Gösterilen metin
FLAŞ HABER:
Ana Sayfa Haber 26 Ekim 2023 173 Görüntüleme

SİBİLA’DA BİR GÜN / 5

Kömürcü’deki işimiz için kürek ve diğrene ihtiyacımız var. Ne yapacağımızı anlatınca, Salih hafiften kendini belli eden esintiye işaretle, “Dikkatli olun bakalım, olmaz ise yağmurdan sonra yakarsınız.” dedi. Benimde dikkatim bu yönde. Etraf, tam takır kuru bakır otlarla kaplı. Aklımca bütün çalıların karamak dalları gibi olduğunu düşünüyorum. Onun için traktörcüye “çiğneyiver” demiştim. Etrafta tutuşacak orman yok, ama otların tutuşması halinde kontrol edememek olası. Küçük parçalar halinde yakmayı düşünüyorum. Bunun için diğren kullanarak çalıları küçük öbeklere bölecem. Ateşi kontrol etmek için de kürek kullanacam. Kırsalda böyle olur. Su yok çünkü. Ateşi kontrol altına almanın tek yolu, onun nefesini kesmek. Bunun yolu da üzerine toprak atmak.

Kayıtlı veriler
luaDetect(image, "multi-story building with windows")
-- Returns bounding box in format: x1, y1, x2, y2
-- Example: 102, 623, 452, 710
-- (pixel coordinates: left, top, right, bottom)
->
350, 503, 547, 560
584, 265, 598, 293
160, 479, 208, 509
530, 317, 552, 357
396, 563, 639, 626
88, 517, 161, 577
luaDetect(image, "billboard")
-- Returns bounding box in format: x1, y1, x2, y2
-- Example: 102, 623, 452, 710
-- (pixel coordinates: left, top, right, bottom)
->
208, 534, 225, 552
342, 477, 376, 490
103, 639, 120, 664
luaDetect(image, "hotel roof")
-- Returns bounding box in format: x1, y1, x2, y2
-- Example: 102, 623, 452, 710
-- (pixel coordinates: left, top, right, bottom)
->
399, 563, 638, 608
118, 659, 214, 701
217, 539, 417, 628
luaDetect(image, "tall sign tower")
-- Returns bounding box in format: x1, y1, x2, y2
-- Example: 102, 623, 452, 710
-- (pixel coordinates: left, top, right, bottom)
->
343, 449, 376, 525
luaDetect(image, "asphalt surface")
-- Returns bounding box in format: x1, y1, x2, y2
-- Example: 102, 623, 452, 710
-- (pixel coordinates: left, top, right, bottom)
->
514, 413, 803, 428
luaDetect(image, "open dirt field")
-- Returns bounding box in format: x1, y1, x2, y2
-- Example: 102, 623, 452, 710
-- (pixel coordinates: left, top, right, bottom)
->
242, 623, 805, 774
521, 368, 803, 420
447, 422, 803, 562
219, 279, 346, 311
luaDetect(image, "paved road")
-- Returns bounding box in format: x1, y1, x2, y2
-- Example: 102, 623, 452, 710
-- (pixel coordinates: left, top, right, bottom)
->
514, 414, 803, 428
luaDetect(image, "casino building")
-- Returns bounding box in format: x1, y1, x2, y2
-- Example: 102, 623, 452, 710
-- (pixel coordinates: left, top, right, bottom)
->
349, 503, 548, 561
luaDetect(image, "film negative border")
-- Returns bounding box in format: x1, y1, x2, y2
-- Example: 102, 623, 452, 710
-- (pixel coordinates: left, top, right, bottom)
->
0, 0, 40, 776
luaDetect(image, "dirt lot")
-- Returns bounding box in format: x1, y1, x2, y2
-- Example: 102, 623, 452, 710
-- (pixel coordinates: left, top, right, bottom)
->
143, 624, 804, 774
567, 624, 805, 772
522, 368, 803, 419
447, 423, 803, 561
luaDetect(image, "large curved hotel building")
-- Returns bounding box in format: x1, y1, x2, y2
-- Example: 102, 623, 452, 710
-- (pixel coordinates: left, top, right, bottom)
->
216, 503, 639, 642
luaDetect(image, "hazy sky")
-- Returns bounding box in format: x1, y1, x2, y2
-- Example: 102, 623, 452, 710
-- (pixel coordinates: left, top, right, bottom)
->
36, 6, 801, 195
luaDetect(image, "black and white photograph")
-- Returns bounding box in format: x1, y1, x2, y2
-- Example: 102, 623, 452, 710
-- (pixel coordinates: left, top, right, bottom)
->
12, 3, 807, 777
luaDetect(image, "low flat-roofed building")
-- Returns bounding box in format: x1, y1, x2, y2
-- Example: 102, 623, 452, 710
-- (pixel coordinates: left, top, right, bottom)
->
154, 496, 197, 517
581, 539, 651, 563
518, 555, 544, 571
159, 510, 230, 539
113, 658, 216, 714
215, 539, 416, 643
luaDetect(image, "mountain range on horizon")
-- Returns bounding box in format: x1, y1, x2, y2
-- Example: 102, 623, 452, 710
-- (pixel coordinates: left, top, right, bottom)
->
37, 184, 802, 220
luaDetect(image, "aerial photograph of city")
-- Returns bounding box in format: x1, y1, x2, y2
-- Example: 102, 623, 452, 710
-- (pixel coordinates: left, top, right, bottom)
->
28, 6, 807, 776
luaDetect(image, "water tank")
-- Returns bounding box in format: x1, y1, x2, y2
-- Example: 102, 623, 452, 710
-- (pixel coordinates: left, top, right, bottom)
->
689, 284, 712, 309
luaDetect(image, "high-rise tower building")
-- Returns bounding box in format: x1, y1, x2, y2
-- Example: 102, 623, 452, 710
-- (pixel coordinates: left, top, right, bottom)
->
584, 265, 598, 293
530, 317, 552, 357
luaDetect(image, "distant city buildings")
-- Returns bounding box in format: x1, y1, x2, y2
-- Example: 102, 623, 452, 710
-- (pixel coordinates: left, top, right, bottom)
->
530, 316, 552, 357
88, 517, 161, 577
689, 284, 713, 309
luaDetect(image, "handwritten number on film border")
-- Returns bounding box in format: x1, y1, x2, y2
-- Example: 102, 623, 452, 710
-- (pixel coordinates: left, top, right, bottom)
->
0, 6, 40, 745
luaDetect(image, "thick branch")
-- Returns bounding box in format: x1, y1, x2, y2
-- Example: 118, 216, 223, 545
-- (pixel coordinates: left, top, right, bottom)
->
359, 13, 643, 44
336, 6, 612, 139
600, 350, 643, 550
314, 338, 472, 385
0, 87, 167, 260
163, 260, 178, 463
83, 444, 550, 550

--

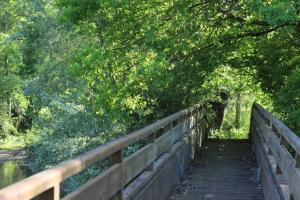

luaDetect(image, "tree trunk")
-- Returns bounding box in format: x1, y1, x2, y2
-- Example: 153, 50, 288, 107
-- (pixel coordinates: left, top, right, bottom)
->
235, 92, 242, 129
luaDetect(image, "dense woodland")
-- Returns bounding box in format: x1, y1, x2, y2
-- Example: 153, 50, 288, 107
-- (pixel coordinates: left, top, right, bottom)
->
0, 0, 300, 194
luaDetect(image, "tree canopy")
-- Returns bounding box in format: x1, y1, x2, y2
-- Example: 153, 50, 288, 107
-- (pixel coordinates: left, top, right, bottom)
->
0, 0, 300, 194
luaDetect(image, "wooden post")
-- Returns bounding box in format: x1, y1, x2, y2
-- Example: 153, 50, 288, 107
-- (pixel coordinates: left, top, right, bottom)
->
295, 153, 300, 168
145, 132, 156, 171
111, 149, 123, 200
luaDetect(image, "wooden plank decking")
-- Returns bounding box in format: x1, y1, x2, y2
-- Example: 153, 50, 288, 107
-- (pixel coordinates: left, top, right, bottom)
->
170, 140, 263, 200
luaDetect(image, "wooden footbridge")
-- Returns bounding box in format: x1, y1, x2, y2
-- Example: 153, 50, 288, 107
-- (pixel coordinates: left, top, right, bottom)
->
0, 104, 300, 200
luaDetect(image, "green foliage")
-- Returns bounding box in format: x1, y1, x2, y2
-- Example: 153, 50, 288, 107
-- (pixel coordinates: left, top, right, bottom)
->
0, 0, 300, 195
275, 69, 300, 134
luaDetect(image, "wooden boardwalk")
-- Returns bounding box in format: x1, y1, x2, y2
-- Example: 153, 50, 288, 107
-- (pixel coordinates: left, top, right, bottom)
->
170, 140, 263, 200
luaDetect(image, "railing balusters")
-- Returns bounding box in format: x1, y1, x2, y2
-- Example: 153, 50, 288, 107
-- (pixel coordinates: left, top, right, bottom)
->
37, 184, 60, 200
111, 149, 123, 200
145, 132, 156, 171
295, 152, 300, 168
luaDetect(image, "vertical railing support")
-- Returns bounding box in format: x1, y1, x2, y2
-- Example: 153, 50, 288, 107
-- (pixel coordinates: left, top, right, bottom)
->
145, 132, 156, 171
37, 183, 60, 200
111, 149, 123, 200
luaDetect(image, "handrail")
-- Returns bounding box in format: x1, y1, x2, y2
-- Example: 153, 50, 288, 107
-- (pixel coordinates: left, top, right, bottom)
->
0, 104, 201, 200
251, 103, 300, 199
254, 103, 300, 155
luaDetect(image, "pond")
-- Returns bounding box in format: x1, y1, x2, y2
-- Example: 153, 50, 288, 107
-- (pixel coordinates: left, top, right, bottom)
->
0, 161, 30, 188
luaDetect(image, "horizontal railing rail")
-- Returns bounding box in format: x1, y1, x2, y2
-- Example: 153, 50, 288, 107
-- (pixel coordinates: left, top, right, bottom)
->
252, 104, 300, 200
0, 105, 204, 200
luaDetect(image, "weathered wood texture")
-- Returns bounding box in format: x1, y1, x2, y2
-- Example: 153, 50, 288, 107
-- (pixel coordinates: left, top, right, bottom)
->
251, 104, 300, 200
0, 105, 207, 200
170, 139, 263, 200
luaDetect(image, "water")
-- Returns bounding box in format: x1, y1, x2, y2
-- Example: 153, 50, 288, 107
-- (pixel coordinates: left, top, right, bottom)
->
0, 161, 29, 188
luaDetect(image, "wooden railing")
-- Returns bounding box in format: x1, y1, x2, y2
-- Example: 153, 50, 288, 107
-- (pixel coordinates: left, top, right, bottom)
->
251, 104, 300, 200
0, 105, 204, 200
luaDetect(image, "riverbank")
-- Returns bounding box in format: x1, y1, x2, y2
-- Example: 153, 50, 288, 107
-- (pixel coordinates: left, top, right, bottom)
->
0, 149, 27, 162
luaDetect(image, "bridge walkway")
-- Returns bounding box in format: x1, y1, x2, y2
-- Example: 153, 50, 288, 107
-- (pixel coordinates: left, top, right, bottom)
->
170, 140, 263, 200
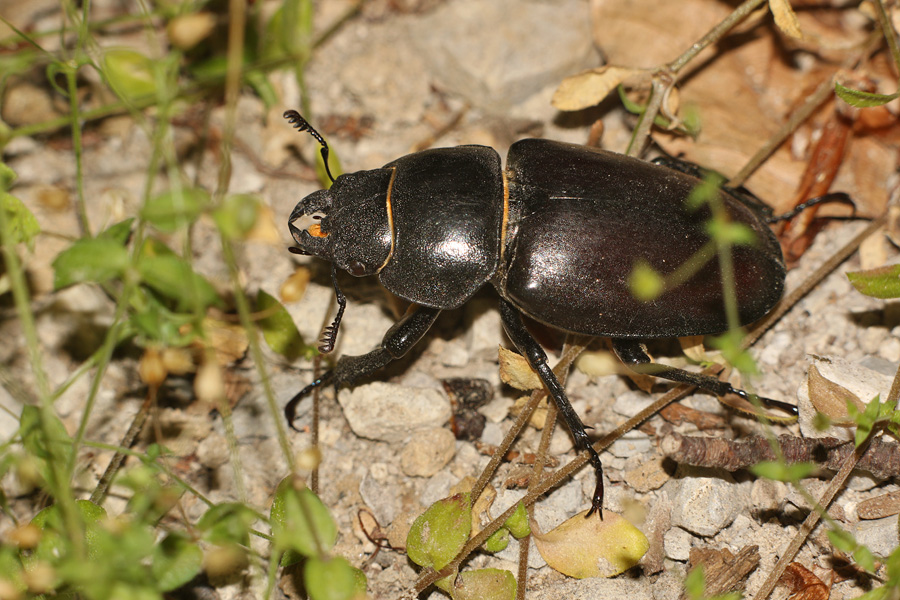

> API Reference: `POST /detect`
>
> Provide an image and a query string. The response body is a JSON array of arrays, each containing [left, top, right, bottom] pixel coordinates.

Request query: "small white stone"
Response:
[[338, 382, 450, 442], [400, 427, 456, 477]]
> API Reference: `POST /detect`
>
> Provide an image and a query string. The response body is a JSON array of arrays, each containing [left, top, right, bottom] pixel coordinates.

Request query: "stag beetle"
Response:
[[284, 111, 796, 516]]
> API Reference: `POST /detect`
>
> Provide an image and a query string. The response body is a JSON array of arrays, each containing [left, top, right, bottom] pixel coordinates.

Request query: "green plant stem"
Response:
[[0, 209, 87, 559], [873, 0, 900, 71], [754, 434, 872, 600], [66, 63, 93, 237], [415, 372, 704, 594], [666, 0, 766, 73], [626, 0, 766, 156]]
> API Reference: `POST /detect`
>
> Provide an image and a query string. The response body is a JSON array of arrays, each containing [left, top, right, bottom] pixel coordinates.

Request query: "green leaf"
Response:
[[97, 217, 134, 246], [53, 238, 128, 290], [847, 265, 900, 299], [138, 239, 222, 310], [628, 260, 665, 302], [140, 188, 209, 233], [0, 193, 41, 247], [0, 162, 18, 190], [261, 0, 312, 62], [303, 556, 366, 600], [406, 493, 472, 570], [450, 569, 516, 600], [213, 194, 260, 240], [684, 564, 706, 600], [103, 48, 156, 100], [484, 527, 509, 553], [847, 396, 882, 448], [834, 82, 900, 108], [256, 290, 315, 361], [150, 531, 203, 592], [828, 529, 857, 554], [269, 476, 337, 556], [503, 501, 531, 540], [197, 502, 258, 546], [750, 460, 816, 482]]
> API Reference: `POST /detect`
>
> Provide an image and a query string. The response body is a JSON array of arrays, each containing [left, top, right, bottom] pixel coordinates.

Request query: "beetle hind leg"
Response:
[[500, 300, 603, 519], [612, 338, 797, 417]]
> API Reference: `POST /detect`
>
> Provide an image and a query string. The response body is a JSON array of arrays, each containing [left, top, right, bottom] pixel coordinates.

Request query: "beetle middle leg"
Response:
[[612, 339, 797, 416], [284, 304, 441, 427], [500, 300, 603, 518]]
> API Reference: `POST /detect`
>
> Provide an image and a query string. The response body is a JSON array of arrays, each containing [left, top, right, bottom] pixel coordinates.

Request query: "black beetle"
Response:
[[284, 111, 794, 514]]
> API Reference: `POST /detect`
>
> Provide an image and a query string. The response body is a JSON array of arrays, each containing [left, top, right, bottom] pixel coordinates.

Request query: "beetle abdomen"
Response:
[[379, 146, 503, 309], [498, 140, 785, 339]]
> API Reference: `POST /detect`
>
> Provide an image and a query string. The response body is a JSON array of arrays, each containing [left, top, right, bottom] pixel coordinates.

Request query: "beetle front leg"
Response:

--

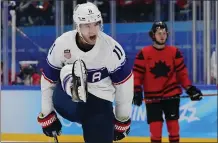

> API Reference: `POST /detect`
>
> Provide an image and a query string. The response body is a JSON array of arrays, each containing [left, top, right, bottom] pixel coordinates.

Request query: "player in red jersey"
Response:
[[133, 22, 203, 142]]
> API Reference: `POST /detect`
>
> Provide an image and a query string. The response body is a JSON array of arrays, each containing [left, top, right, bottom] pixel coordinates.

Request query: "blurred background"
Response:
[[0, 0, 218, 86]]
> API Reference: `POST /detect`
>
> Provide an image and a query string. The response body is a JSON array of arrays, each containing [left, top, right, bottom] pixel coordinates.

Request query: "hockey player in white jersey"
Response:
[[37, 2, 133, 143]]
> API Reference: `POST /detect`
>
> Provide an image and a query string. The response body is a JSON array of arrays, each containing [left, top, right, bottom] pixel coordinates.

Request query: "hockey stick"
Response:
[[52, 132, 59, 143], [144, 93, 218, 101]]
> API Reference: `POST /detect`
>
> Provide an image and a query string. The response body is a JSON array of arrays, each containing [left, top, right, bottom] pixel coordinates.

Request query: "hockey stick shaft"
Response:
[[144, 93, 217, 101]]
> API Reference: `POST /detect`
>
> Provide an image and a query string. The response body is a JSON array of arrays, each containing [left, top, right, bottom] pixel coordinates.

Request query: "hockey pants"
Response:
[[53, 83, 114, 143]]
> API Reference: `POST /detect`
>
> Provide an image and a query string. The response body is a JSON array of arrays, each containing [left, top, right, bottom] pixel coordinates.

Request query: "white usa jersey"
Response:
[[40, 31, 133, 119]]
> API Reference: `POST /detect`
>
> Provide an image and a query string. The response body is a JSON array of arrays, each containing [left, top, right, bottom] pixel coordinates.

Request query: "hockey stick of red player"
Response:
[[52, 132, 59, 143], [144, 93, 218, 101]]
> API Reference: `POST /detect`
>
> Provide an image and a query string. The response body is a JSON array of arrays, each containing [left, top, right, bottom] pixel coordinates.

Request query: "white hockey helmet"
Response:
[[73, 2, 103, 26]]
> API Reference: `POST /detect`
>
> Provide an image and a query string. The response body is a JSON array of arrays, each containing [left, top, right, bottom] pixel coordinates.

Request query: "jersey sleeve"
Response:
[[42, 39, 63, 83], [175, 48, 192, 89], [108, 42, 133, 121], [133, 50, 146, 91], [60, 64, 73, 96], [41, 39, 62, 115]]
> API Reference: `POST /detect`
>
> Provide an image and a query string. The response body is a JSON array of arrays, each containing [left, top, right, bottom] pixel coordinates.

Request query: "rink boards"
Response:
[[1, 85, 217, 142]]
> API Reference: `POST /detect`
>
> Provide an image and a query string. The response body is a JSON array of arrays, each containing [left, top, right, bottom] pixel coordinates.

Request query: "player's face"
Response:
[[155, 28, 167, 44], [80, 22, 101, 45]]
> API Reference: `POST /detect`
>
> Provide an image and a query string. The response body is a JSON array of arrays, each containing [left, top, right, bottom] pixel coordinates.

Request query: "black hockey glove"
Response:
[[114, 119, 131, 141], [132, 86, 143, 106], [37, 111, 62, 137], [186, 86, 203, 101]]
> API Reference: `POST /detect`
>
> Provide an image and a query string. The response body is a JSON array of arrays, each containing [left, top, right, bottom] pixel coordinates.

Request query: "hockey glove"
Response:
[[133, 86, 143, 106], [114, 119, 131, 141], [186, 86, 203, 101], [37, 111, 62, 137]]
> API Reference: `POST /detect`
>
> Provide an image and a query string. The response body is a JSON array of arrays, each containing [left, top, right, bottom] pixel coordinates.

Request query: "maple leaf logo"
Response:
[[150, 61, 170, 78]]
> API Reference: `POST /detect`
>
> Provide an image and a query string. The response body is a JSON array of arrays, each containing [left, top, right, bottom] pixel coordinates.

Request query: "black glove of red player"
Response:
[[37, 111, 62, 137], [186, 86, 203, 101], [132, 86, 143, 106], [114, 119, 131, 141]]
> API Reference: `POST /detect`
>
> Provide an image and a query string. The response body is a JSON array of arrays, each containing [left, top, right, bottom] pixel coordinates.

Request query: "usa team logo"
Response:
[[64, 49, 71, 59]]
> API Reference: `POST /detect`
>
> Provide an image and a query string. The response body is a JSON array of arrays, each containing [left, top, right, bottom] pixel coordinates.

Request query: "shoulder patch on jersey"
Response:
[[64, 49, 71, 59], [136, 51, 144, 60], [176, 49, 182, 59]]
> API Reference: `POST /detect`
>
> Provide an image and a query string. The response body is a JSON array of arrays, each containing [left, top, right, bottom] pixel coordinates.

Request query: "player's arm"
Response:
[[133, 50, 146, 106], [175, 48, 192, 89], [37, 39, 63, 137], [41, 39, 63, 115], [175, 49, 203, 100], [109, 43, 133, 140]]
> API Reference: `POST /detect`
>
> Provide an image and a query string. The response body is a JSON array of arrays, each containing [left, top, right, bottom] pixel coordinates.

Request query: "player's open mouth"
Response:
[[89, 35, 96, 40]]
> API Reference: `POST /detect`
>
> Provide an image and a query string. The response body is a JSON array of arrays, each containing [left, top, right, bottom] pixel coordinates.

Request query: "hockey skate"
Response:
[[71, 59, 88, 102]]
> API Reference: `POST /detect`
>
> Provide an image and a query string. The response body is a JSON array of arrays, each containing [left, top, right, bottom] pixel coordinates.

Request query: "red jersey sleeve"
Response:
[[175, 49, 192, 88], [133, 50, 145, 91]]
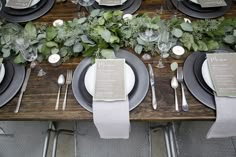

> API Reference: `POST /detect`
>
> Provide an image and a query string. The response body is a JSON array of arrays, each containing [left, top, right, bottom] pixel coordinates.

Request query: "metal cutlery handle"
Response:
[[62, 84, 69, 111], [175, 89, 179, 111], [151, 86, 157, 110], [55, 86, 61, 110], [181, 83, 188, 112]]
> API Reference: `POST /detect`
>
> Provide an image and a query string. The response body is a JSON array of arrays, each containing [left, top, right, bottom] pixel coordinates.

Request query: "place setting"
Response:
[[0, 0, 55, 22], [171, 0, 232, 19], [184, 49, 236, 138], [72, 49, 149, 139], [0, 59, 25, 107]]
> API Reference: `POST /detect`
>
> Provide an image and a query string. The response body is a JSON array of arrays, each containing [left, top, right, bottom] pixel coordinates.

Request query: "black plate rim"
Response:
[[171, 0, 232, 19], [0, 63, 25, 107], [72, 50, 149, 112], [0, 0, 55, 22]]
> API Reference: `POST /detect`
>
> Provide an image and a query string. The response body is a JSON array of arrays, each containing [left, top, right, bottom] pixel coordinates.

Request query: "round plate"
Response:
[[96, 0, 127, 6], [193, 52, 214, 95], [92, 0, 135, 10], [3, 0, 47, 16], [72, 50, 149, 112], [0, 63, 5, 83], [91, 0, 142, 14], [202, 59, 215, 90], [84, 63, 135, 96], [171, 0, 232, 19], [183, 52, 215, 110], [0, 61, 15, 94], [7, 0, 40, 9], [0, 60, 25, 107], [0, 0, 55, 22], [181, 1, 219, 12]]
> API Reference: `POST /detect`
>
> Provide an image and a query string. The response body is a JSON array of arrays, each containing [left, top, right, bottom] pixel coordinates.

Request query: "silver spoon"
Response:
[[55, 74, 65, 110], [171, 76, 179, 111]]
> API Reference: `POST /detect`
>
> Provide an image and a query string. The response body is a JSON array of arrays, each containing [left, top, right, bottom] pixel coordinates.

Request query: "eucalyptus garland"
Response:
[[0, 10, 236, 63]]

Görev gereksinimleri
Sibila'da bir gün yazısına göre şu soruları yanıtlayın:
1. Salih uyarısını yaparken neye işaret ediyor?
2. Yazar traktörcüye ne demişti?
3. Ateşi kontrol altına almanın tek yolu nedir ve bu nasıl yapılır?

Görevin yanıtı
1. Hafiften kendini belli eden esintiye.
2. "Çiğneyiver" demişti.
3. Ateşin nefesini kesmek; bunun yolu da üzerine toprak atmak.